==== Extrait proposé

Cette évolution crée une situation d’autant plus tendue que, dans le même temps, le maintien de plus en plus longtemps des adolescents à l’école est censé jouer le rôle de garantie de la « paix sociale ». D’où les stratégies de plus en plus désespérées soit de « fausse inclusion » des populations reléguées par la promotion du modèle de l’ascension sociale des plus méritants (ZEP rebaptisées réseaux Ambition Réussite ; dispositifs d’intégration à Sciences Po…), soit d’accroissement du contrôle et de la répression des populations scolaires « à risque » (avec l’autorisation de la présence de policiers dans les établissements, l’installation de dispositifs de « sécurisation » (caméras, portiques), et le renforcement des mesures disciplinaires (contrôle des corps, des mouvements, des allers et venues, devenus banals)).

Replacer ces évolutions dans le cadre de l’avancée du gouvernement néolibéral, c’est aussi les mettre en rapport avec les changements du monde du travail4. Deux développements montrent ce que cette perspective a d’éclairant : une analyse de la place centrale qu’ont prise les « stages », aussi bien dans l’institution scolaire que dans le monde du travail, et une autre de l’évolution de la formation professionnelle, et du basculement de la formation diplômante à la formation « qualifiante », qui permet de remettre en question les droits attachés aux titres scolaires, et de casser les protections collectives en individualisant autant que possible la situation de chaque salarié.

Efficacité ou assujettissement ?

Les auteurs montrent très bien ici que l’institution d’une situation de concurrence, loin de produire un gain de « productivité » ou d’« efficacité », comme le prétendent ses promoteurs, crée d’abord plus d’inégalités et, en conséquence, moins d’efficacité. Peut-être cependant ne tirent-ils pas toutes les conséquences de ce fait – notamment quant au statut et au rôle qu’il convient d’accorder aux discours des « réformateurs ». Il y a manifestement loin des discours aux pratiques, chez nos réformateurs : alors qu’ils n’ont que ce mot à la bouche, ils ne peuvent pas ignorer que les systèmes scolaires les plus efficaces sont les systèmes les plus égalitaires (comme en témoigne le cas de la Finlande, évoqué à la p. 132) – c’est là l’un des enseignements majeurs des évaluations PISA, sans cesse invoquées pour justifier les réformes en cours. Tous les discours affirmant que la nouvelle « économie de la connaissance » exige la production d’un maximum de travailleurs aussi qualifiés que possible paraissent bien creux face aux politiques menées avec constance depuis plus de vingt ans. Un autre indice du peu de cas fait en réalité de l’« efficacité » du système est la façon dont les résultats des examens et des évaluations sont couramment « corrigés » pour cadrer avec les objectifs affichés : ce n’est pas l’efficacité qui est visée ici, mais l’apparence d’efficacité5. Est-ce là simplement une « contradiction » interne, comme l’estime Christian Laval, entre ces impératifs et ceux de réduction des budgets6 ? Ou peut-on prêter plus de conséquence à nos réformateurs, et doit-on en conclure qu’ils poursuivent un autre but que l’augmentation de la « productivité » de l’institution scolaire ?

========

Tâche 1: Réécrivez en CSV à deux colonnes, « demande » et « reponse », toutes les entrées depuis la ligne contenant "like x=582, y=356." jusqu'à celle contenant "x=119, y=339", ces deux lignes comprises. Faites une ligne par demande, chaque champ étant placé entre guillemets et ses retours à la ligne remplacés par des espaces.
L'extrait et les entrées n'ont aucun lien entre eux.

==== Les entrées

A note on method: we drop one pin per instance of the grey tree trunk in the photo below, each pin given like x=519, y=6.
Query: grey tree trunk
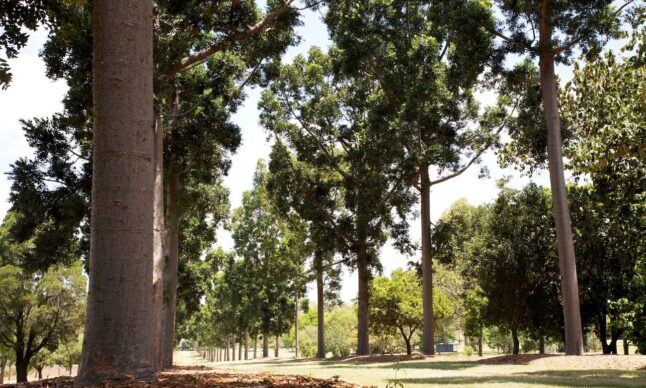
x=428, y=337
x=320, y=308
x=363, y=344
x=119, y=336
x=567, y=261
x=296, y=327
x=170, y=269
x=158, y=243
x=265, y=345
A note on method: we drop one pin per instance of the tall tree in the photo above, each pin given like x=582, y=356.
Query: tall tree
x=426, y=57
x=550, y=30
x=327, y=122
x=119, y=339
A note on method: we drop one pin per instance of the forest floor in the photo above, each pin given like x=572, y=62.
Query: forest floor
x=452, y=370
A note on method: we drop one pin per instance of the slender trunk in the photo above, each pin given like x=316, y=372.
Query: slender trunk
x=363, y=345
x=567, y=261
x=119, y=336
x=296, y=327
x=320, y=308
x=265, y=345
x=514, y=337
x=428, y=346
x=480, y=341
x=246, y=344
x=170, y=269
x=158, y=244
x=22, y=366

========

Tâche 2: Selon l'extrait, pourquoi les réformateurs ne peuvent-ils pas ignorer que « les systèmes scolaires les plus efficaces sont les systèmes les plus égalitaires » ? Répondez en une à trois phrases.

Résultat attendu 1:
demande,reponse
"A note on method: we drop one pin per instance of the tall tree in the photo above, each pin given like x=582, y=356. Query: tall tree","x=426, y=57 x=550, y=30 x=327, y=122 x=119, y=339"

Résultat attendu 2: C'est l'un des enseignements majeurs des évaluations PISA, que les réformateurs invoquent sans cesse pour justifier les réformes en cours. Le cas de la Finlande en témoigne.